■ GIVEN REQUEST: Pull out every line below that contains the string "dark", matching case exactly.

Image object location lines

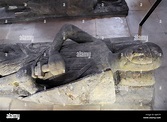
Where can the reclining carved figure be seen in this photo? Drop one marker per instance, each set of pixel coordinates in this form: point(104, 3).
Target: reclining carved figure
point(73, 54)
point(56, 7)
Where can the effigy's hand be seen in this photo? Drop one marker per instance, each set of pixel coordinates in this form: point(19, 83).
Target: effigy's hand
point(56, 63)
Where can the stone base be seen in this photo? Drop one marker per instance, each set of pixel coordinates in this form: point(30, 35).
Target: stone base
point(97, 89)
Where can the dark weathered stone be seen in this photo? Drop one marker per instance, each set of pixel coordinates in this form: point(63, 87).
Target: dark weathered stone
point(40, 9)
point(34, 67)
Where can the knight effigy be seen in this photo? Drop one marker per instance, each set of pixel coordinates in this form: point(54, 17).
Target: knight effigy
point(31, 68)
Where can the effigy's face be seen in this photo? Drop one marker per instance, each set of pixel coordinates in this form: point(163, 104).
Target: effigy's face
point(10, 59)
point(144, 57)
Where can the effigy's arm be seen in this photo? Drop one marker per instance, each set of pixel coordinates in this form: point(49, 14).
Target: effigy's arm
point(56, 63)
point(72, 32)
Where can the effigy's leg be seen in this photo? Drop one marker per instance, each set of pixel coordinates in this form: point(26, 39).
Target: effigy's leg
point(64, 78)
point(56, 63)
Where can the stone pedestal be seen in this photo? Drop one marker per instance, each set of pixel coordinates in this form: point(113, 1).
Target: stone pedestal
point(96, 89)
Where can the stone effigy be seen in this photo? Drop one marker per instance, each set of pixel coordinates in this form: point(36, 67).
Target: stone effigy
point(26, 10)
point(77, 66)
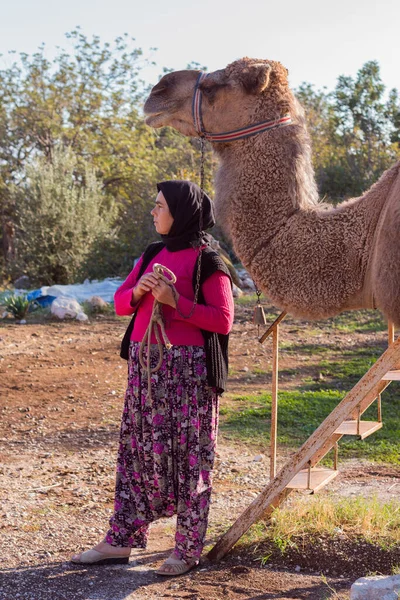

■ ANSWER TO THIS PROBLEM:
Where can the dark weathered stone be seen in this photo? Drop one marker per instance, each set of pixel coordinates in this form: point(63, 87).
Target: dark weathered stone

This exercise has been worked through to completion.